Exercise task: Continue the passage about Blake's work at the printing press, picking up after its last sentence.

Excerpt provided:
In the fifth chamber were Unnam’d forms, which cast the metals into the expanse.


From the inking station, Blake went to the press, where he again met Mrs. Blake, his printing “devil.” Simultaneously the dirtiest and cleanest of arts, involving oily inks and pristine paper, printing was best performed by two people. Printers, though, went unnamed in inscriptions on reproductive prints, which recorded date, title, artist, publisher, and engraver. Blake signed most illuminated works “Author & Printer W. Blake” or  "Printed by W. Blake," taking pride in his manual as well as mental labor. The fifth chamber’s unpictureable image also puns on “form,” which is typeset into pages in a metal frame for printing. "Cast," another printing pun, refers to a stereotype (a solid body of type), as well as to the mold in which molten metals are poured; here, the mold shaping the “living . . . metals” is the “expanse” of blank sheets of paper, which now embody the relief plate’s immense cliffs, valleys, and palaces.

Given records:
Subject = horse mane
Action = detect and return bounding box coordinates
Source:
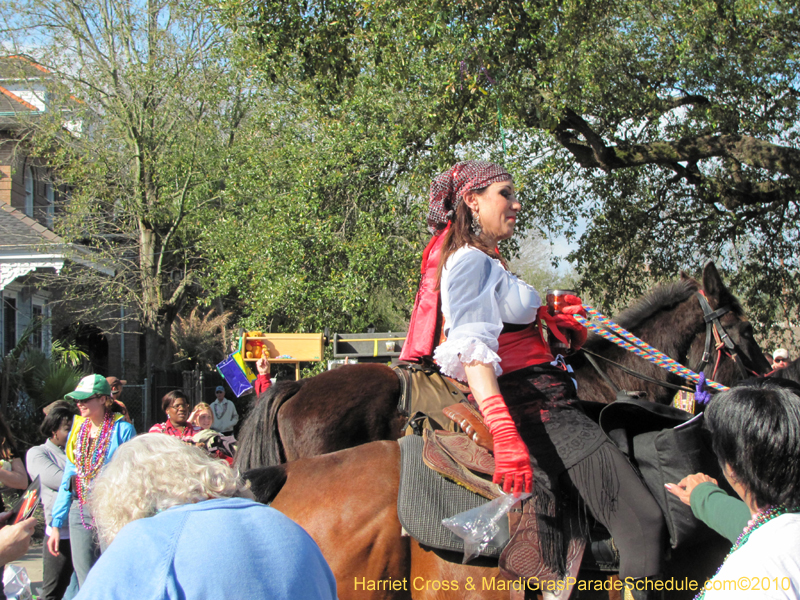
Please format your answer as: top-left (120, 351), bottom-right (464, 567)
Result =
top-left (234, 379), bottom-right (307, 473)
top-left (242, 465), bottom-right (286, 504)
top-left (614, 277), bottom-right (700, 330)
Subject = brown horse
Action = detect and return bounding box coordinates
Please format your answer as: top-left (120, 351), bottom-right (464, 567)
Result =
top-left (237, 263), bottom-right (770, 471)
top-left (245, 441), bottom-right (729, 600)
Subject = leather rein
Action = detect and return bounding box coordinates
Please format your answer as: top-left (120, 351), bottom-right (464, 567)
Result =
top-left (583, 291), bottom-right (751, 394)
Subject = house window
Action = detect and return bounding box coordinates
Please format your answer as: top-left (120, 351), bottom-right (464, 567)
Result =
top-left (31, 304), bottom-right (44, 350)
top-left (25, 167), bottom-right (33, 217)
top-left (3, 296), bottom-right (17, 354)
top-left (44, 183), bottom-right (56, 229)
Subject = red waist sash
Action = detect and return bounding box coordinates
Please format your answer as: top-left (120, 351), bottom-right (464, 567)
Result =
top-left (497, 321), bottom-right (553, 373)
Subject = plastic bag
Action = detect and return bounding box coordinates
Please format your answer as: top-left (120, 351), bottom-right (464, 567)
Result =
top-left (442, 493), bottom-right (531, 564)
top-left (3, 565), bottom-right (33, 600)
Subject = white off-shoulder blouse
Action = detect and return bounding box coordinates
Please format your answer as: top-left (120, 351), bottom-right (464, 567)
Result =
top-left (433, 246), bottom-right (542, 381)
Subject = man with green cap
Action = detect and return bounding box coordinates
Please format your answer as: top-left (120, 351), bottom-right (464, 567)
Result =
top-left (47, 375), bottom-right (136, 585)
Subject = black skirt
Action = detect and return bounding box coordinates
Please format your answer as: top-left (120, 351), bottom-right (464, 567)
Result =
top-left (497, 365), bottom-right (606, 478)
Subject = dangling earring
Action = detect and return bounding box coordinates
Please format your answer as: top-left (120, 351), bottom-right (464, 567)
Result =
top-left (472, 211), bottom-right (483, 237)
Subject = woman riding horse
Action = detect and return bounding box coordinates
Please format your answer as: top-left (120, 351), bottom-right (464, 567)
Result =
top-left (411, 161), bottom-right (665, 598)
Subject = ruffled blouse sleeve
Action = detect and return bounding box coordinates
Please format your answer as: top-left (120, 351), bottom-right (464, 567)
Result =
top-left (433, 248), bottom-right (504, 381)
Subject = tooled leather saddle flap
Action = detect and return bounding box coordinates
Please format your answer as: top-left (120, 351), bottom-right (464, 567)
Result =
top-left (422, 429), bottom-right (502, 500)
top-left (442, 402), bottom-right (494, 452)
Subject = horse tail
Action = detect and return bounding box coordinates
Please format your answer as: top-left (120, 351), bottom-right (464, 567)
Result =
top-left (242, 465), bottom-right (286, 504)
top-left (234, 379), bottom-right (306, 473)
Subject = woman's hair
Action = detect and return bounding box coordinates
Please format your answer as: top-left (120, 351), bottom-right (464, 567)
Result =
top-left (705, 383), bottom-right (800, 509)
top-left (39, 402), bottom-right (77, 438)
top-left (161, 390), bottom-right (189, 412)
top-left (89, 433), bottom-right (246, 545)
top-left (436, 188), bottom-right (506, 286)
top-left (0, 412), bottom-right (16, 460)
top-left (192, 402), bottom-right (209, 417)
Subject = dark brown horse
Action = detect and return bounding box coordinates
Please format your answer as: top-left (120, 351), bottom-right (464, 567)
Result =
top-left (246, 441), bottom-right (729, 600)
top-left (770, 358), bottom-right (800, 383)
top-left (237, 263), bottom-right (770, 471)
top-left (570, 262), bottom-right (770, 404)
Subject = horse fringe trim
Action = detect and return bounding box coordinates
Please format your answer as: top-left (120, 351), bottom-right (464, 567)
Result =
top-left (572, 304), bottom-right (728, 391)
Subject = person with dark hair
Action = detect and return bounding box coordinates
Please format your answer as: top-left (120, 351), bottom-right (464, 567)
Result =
top-left (47, 375), bottom-right (136, 586)
top-left (665, 377), bottom-right (800, 543)
top-left (149, 390), bottom-right (202, 441)
top-left (106, 375), bottom-right (133, 424)
top-left (26, 402), bottom-right (77, 600)
top-left (692, 384), bottom-right (800, 600)
top-left (406, 161), bottom-right (666, 599)
top-left (211, 384), bottom-right (238, 437)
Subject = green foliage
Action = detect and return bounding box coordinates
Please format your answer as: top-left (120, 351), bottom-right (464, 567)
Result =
top-left (3, 0), bottom-right (252, 364)
top-left (172, 307), bottom-right (233, 371)
top-left (220, 0), bottom-right (800, 346)
top-left (50, 340), bottom-right (89, 368)
top-left (0, 319), bottom-right (83, 445)
top-left (200, 81), bottom-right (438, 331)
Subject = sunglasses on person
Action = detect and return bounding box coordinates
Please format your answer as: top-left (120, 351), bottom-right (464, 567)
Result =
top-left (75, 394), bottom-right (102, 404)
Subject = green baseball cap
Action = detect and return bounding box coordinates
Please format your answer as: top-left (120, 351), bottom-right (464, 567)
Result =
top-left (64, 375), bottom-right (111, 402)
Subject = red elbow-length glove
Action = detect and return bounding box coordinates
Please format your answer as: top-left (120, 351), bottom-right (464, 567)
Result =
top-left (537, 294), bottom-right (589, 352)
top-left (478, 394), bottom-right (533, 494)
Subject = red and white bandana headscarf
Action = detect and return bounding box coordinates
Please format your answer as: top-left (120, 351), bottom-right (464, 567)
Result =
top-left (428, 160), bottom-right (512, 225)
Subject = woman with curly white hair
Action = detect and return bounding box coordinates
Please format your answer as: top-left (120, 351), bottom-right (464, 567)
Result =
top-left (77, 433), bottom-right (336, 600)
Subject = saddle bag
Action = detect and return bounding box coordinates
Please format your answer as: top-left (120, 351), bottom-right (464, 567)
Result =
top-left (393, 363), bottom-right (466, 431)
top-left (600, 398), bottom-right (732, 548)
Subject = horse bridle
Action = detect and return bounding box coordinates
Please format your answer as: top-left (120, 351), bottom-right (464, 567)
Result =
top-left (693, 290), bottom-right (751, 380)
top-left (583, 290), bottom-right (750, 394)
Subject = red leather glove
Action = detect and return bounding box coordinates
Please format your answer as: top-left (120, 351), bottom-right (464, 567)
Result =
top-left (537, 294), bottom-right (589, 351)
top-left (478, 394), bottom-right (533, 494)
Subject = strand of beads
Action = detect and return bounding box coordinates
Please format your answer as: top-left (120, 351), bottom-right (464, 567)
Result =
top-left (694, 505), bottom-right (800, 600)
top-left (75, 413), bottom-right (114, 529)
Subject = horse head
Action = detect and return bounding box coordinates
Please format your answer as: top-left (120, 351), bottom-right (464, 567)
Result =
top-left (681, 262), bottom-right (771, 386)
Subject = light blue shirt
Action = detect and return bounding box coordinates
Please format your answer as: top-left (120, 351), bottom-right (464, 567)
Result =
top-left (75, 498), bottom-right (336, 600)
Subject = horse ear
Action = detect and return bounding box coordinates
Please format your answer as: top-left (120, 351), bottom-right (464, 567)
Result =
top-left (703, 260), bottom-right (730, 306)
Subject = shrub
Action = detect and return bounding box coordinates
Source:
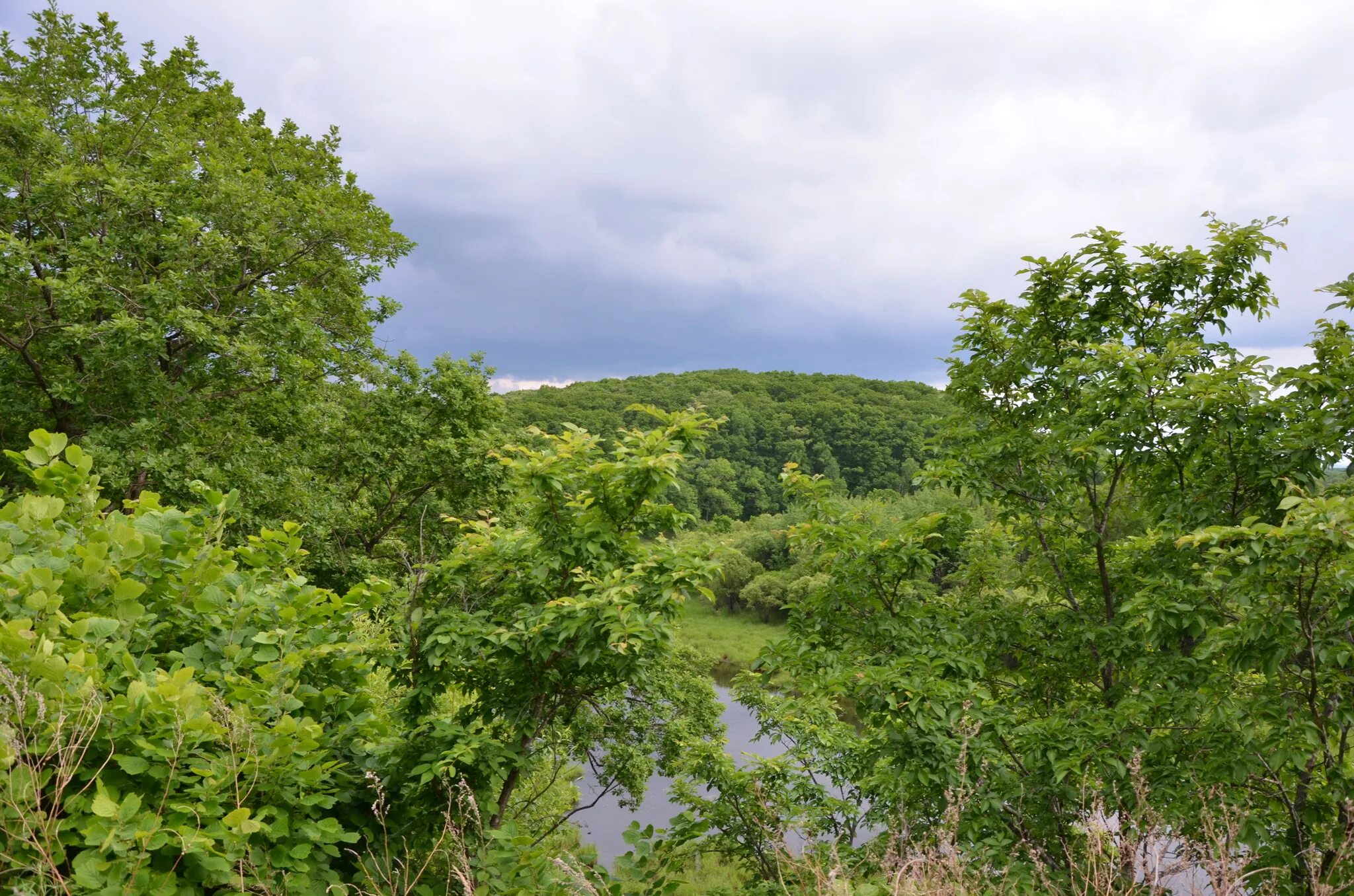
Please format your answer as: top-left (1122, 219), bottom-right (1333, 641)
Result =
top-left (0, 430), bottom-right (387, 893)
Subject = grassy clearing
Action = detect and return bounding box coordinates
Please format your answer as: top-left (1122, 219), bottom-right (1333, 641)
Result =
top-left (677, 601), bottom-right (785, 666)
top-left (674, 852), bottom-right (747, 896)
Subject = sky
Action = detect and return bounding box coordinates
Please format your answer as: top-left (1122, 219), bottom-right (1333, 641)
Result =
top-left (0, 0), bottom-right (1354, 389)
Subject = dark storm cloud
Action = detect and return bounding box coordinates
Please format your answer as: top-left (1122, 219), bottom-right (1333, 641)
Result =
top-left (0, 0), bottom-right (1354, 381)
top-left (380, 205), bottom-right (951, 382)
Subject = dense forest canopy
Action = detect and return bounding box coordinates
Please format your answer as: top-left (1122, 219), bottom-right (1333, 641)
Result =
top-left (0, 8), bottom-right (1354, 896)
top-left (504, 369), bottom-right (951, 520)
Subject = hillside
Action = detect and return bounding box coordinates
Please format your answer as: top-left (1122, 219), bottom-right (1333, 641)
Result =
top-left (504, 369), bottom-right (949, 520)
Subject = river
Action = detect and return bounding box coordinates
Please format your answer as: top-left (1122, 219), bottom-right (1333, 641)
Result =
top-left (574, 683), bottom-right (781, 866)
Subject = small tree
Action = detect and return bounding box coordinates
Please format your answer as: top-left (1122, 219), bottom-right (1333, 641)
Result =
top-left (409, 408), bottom-right (719, 829)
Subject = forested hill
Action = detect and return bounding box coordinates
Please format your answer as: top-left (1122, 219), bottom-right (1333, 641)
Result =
top-left (504, 369), bottom-right (949, 520)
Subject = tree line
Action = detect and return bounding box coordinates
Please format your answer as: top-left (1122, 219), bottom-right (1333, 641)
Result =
top-left (0, 8), bottom-right (1354, 896)
top-left (505, 369), bottom-right (949, 520)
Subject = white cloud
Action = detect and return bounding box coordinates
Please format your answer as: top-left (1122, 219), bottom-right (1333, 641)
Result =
top-left (1236, 345), bottom-right (1316, 367)
top-left (489, 376), bottom-right (574, 392)
top-left (29, 0), bottom-right (1354, 337)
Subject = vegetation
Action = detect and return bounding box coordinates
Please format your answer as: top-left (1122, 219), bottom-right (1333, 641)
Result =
top-left (505, 371), bottom-right (949, 520)
top-left (0, 3), bottom-right (1354, 896)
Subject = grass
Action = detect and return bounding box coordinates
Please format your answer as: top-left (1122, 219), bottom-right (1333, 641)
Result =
top-left (677, 601), bottom-right (785, 666)
top-left (674, 852), bottom-right (747, 896)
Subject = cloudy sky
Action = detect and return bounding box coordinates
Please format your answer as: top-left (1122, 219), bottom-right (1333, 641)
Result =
top-left (0, 0), bottom-right (1354, 382)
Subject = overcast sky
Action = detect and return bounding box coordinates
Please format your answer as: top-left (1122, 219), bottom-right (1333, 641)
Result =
top-left (0, 0), bottom-right (1354, 382)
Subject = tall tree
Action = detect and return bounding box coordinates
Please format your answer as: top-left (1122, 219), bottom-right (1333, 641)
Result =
top-left (0, 8), bottom-right (411, 506)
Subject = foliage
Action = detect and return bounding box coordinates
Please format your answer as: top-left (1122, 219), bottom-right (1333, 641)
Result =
top-left (505, 369), bottom-right (949, 520)
top-left (698, 222), bottom-right (1354, 892)
top-left (0, 430), bottom-right (386, 893)
top-left (0, 8), bottom-right (411, 498)
top-left (398, 409), bottom-right (719, 844)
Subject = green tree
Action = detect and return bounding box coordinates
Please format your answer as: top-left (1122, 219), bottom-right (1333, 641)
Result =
top-left (505, 369), bottom-right (951, 520)
top-left (709, 221), bottom-right (1354, 892)
top-left (0, 430), bottom-right (390, 896)
top-left (395, 409), bottom-right (719, 829)
top-left (0, 8), bottom-right (411, 509)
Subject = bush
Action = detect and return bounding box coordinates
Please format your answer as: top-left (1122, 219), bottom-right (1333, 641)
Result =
top-left (738, 572), bottom-right (791, 622)
top-left (0, 430), bottom-right (387, 895)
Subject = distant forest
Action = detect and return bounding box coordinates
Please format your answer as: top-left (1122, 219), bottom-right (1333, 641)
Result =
top-left (505, 369), bottom-right (951, 520)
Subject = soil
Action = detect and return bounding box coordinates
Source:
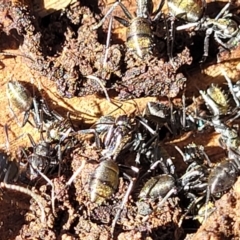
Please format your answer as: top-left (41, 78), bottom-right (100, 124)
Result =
top-left (0, 0), bottom-right (240, 240)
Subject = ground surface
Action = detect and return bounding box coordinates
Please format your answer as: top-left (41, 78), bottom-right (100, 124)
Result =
top-left (0, 1), bottom-right (240, 239)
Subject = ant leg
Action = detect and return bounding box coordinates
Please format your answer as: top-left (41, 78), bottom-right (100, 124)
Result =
top-left (34, 168), bottom-right (57, 217)
top-left (92, 1), bottom-right (120, 30)
top-left (153, 0), bottom-right (165, 21)
top-left (111, 173), bottom-right (136, 236)
top-left (0, 182), bottom-right (46, 224)
top-left (201, 28), bottom-right (213, 63)
top-left (65, 160), bottom-right (86, 188)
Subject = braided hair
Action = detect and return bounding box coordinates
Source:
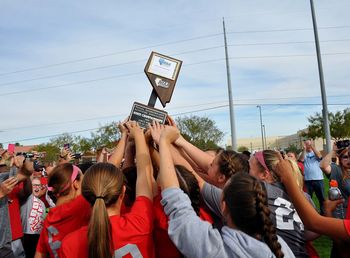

Task answer:
Blake printed on “the most beautiful wove paper that could be procured” (Prospectus, E 693)—the kind used by engravers. And he prepared it as a printmaker rather than a book printer, tearing large sheets of paper into quarters, eights, or twelves, instead of printing the sheet and then folding it into pages. Depending on the size of the sheet and how he cut it, the resulting leaves were basically big, medium, and small, or, according to Blake, “folio,” “quarto,” and “octavo,” because they roughly corresponded with those standard book sizes (he advertised Songs, for example, as “octavo”). Like all intaglio and relief printers of the day, he dampened the paper for printing.

Blake had taught his wife how to print, draw, and color, and was especially proud of her printing abilities.  She proofed and printed both his relief and intaglio plates (BR 459). For relief plates, they decreased the pressure on their rolling press (a machine with two large cylinders between which a board passes when the top cylinder is turned) by slightly raising the roller and probably removing one of three felt blankets placed between plate and roller. Blake laid the inked plate on the bed of the press, face up. Mrs. Blake held top and bottom of a damp sheet of paper and lowered it onto the plate, being careful not to let it sag in the middle and touch the ink, or to move it once it touched the plate, otherwise some lines would print double or slightly out of focus. She covered the leaf registered to the plate with a backing sheet and blankets and turned the press’s handle to pull the bed smoothly between two heavy rollers (see Fig. 7).  After the “marriage” of inked plate and paper, she removed the printed impression to dry and brought another leaf to the press as Blake brought another plate, returning the printed plate to the brazier to be reinked.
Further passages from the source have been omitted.